INSTRUCTIONS TO FOLLOW >> Omit the pictures and reproduce the rest of the listing exactly.
--*--
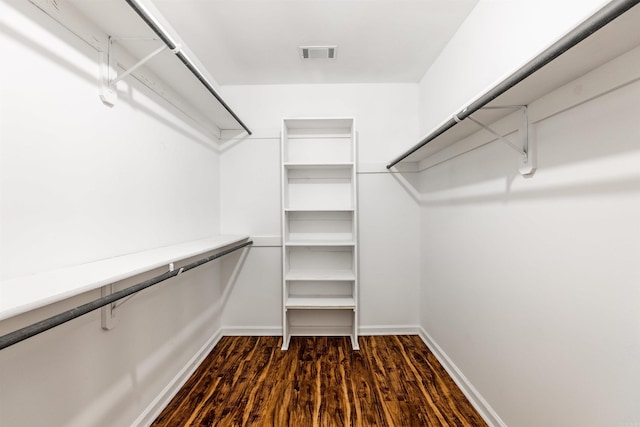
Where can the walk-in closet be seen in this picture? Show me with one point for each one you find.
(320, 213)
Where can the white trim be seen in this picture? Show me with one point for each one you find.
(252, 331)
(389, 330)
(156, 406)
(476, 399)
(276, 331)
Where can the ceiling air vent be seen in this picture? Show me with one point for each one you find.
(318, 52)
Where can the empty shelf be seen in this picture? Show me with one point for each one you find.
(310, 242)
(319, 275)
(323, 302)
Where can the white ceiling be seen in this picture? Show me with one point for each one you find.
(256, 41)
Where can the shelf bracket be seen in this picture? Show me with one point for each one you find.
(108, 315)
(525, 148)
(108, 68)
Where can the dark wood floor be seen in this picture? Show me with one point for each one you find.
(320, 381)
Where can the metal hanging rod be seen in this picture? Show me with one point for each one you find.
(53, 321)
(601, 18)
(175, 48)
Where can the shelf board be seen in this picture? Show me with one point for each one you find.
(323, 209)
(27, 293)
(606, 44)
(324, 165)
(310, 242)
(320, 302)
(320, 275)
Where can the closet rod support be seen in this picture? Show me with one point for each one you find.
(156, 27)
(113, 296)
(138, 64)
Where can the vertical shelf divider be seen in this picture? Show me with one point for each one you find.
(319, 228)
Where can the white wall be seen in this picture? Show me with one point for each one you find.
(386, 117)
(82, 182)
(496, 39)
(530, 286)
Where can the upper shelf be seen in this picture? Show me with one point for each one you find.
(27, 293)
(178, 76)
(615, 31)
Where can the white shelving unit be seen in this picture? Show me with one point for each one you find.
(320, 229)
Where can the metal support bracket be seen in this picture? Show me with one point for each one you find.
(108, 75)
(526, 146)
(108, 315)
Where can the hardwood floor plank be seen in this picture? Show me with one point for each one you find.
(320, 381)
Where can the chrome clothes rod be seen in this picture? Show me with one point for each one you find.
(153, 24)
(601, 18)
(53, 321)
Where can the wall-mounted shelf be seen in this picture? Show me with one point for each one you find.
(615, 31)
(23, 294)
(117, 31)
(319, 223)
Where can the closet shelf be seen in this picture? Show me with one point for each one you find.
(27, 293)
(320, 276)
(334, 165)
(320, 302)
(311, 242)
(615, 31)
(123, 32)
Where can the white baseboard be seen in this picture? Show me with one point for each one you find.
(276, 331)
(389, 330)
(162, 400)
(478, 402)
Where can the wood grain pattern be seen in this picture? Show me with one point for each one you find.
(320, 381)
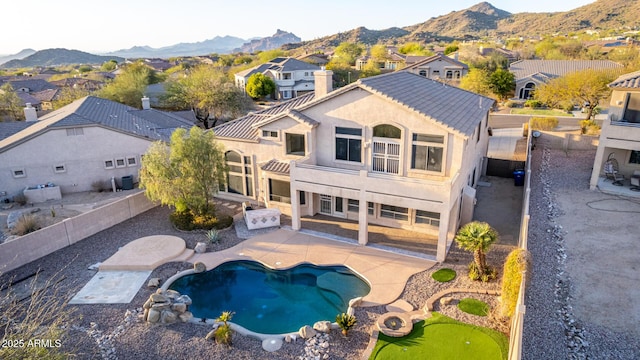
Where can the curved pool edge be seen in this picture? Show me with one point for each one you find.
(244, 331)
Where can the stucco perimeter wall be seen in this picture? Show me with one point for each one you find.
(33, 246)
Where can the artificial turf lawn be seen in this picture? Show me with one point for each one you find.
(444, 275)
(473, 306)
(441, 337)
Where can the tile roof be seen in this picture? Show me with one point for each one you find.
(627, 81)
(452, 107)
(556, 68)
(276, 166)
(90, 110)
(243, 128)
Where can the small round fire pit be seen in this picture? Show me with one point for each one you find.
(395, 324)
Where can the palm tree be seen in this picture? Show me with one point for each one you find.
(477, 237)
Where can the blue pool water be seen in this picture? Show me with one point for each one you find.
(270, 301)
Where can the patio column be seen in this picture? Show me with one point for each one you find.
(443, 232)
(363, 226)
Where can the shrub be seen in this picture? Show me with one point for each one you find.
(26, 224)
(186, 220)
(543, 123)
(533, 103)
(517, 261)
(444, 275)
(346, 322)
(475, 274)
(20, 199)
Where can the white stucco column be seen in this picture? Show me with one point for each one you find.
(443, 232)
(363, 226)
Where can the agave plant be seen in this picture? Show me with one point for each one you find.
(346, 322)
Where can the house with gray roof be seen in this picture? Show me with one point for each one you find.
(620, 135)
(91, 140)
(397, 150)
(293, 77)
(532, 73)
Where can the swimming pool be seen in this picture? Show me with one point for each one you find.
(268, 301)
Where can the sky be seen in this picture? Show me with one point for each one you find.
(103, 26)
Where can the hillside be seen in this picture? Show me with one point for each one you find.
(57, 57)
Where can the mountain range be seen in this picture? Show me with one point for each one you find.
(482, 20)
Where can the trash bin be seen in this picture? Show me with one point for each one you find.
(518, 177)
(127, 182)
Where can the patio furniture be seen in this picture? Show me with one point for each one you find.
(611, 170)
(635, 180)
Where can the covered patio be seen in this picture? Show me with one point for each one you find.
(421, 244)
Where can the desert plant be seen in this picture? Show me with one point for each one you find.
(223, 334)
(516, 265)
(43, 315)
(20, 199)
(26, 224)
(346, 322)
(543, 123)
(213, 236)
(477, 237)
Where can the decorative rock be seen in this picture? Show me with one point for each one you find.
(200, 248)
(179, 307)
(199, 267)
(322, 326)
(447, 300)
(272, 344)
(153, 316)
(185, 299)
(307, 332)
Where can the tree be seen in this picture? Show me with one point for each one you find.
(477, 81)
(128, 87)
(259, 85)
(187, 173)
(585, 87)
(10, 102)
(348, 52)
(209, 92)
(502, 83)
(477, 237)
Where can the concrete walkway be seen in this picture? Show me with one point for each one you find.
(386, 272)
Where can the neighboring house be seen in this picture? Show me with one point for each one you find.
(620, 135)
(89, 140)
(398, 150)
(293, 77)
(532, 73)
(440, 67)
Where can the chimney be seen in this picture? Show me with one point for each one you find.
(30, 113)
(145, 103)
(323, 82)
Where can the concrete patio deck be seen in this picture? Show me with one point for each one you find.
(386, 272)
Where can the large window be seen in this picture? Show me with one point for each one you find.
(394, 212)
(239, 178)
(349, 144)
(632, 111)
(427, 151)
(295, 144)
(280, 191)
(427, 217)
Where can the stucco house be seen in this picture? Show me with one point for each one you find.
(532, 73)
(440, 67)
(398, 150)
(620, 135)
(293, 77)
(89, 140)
--*--
SOLUTION FOR THIS TASK >>
Where can the walk-in closet be seen in this picture? Show me with one point for each one you find.
(320, 213)
Where can the white trim be seen in this picture? Show me with one point for each one you find.
(252, 331)
(389, 330)
(156, 406)
(476, 399)
(276, 331)
Where can the ceiling air vent be seen in this picture? Show me with one point for each one you find.
(318, 52)
Where can the empty shelf be seen in this picture? Show me with one point for each one you find.
(310, 242)
(319, 275)
(323, 302)
Where can the white ceiling be seen in this picture? Show me with one point for each one you find.
(256, 41)
Where can the shelf bracket be seen in this picture? Show me with one point for each one you find.
(108, 315)
(525, 148)
(108, 68)
Where can the dark wood floor be seen in this picture? Show me with one point for each one you find.
(320, 381)
Where can the metal hanging rod be seen in this picture? Show me with one point for each one you find.
(53, 321)
(601, 18)
(175, 48)
Where can the shelf board be seen in this picture? Show me with one point for each one you find.
(323, 209)
(27, 293)
(606, 44)
(324, 165)
(310, 242)
(320, 302)
(320, 275)
Where can the closet rod support be seen in this picture? Show me with one point for each one you find.
(156, 27)
(113, 296)
(138, 64)
Where can the vertical shelf divider be seen in this picture? Show me with one point for each one you find.
(319, 228)
Where can the white wall be seen in this picture? Show me with one point for each one you find.
(386, 117)
(82, 182)
(496, 39)
(530, 286)
Where can the upper shelf be seen in this picture? Show me with one point for each one you find.
(27, 293)
(178, 76)
(615, 31)
Where can the white shelving unit be seen in this picture? Show me with one point for each one you find.
(320, 229)
Where can the metal support bracket be seen in this picture? Show me with one point for each one you find.
(108, 75)
(526, 146)
(108, 315)
Where can the hardwood floor plank be seen in this picture? Show me with one point for each one you find.
(320, 381)
Where can the chrome clothes rod be seen in this picture? Show me with one point for each one you find.
(153, 24)
(601, 18)
(53, 321)
Where can the wall-mounted shelf be seen in this picture? Show me with one point for each one you find.
(615, 31)
(23, 294)
(117, 31)
(319, 223)
Where can the closet shelf be seen in this picture? Show me with one point for each one you find.
(27, 293)
(320, 276)
(334, 165)
(320, 302)
(311, 242)
(615, 31)
(123, 32)
Where can the white baseboard be seen in this picture? Show me with one point for each one you find.
(276, 331)
(389, 330)
(162, 400)
(478, 402)
Where can the wood grain pattern be seen in this picture? Show me with one point for each one you find.
(320, 381)
Where can the curved pool edge be seen in this picture? Show me with one point for each one you find.
(244, 331)
Where can the stucco perimeter wall be seen in this picture? Show me with one point for each one you find.
(33, 246)
Where can the artificial turf lawn be seen in this picture? Show me with one point for each one you find.
(444, 275)
(473, 306)
(441, 337)
Where can the tile roof be seen in this picture? Show me with one point for each one you find.
(627, 81)
(452, 107)
(556, 68)
(276, 166)
(90, 110)
(243, 128)
Where can the small round fire pit be seen in this picture? Show me with one point for each one you find.
(395, 324)
Where can the palm tree be seen in this picture? Show me with one point for each one you find.
(477, 237)
Where can the blue pool water be seen in this picture? Show me with one point for each one you find.
(270, 301)
Where can the patio column be seen in this picture? Show me with one point for each one you find.
(443, 232)
(363, 226)
Where can the shrub be seen in this picture? Show me with one point for each one you find.
(26, 224)
(186, 220)
(543, 123)
(533, 103)
(517, 261)
(444, 275)
(346, 322)
(475, 274)
(20, 199)
Where can the white stucco column be seen in this picture? Show me with one point for each one you find.
(443, 232)
(363, 226)
Where can the agave plant be seen in this picture? Show me with one point for each one you find.
(346, 322)
Where can the house with gray roof be seen in this picture? Show me with one point for each one you find.
(620, 135)
(91, 140)
(397, 150)
(293, 77)
(532, 73)
Where can the swimming pool be seen in this picture? Show me with one point for each one you find.
(268, 301)
Where can the sky be seen in this picture? Show me with one point for each one you find.
(103, 26)
Where can the hillside be seen in this picture? Show me with one point for each one you find.
(57, 57)
Where can the mountain range be seen in this picture? Show me with one point for each one you find.
(482, 20)
Where can the trash bin be seen in this picture? Show me with one point for each one you find.
(518, 177)
(127, 182)
Where can the patio furniture be seen in this picture? Show me with one point for each one you find.
(611, 170)
(635, 180)
Where can the covered patio be seen in this picture? Show me with one point for each one you find.
(421, 244)
Where can the desert plant be seen in this picture? Show me with one point for each one you find.
(223, 334)
(516, 265)
(43, 315)
(20, 199)
(26, 224)
(346, 322)
(543, 123)
(213, 236)
(477, 237)
Where can the decorative rock be seen in this picture? Show me with one point for each one you find.
(200, 248)
(179, 307)
(199, 267)
(322, 326)
(447, 300)
(272, 344)
(153, 316)
(185, 299)
(307, 332)
Where can the tree be seen in this picture? Show me with one point for each one you find.
(477, 81)
(128, 87)
(259, 85)
(187, 173)
(585, 87)
(10, 102)
(348, 52)
(209, 92)
(502, 83)
(477, 237)
Where can the concrete walkway be seen in this picture? Show me with one point for each one you find.
(386, 272)
Where can the neighboring house be seen in this picture? Show me with one point for each one you find.
(620, 135)
(89, 140)
(398, 150)
(293, 77)
(532, 73)
(440, 67)
Where can the chimney be seen in this picture? Show me with one point for each one you find.
(30, 113)
(145, 103)
(323, 82)
Where can the concrete patio deck be seen in this picture? Show me with one point for each one you find.
(386, 272)
Where can the large window be seen in this picture? Show me with one point for each one you find.
(394, 212)
(239, 178)
(349, 144)
(632, 111)
(427, 151)
(295, 144)
(280, 191)
(427, 217)
Where can the stucco house be seen in this picture? Show me with one point for each one you find.
(532, 73)
(440, 67)
(398, 150)
(620, 135)
(293, 77)
(89, 140)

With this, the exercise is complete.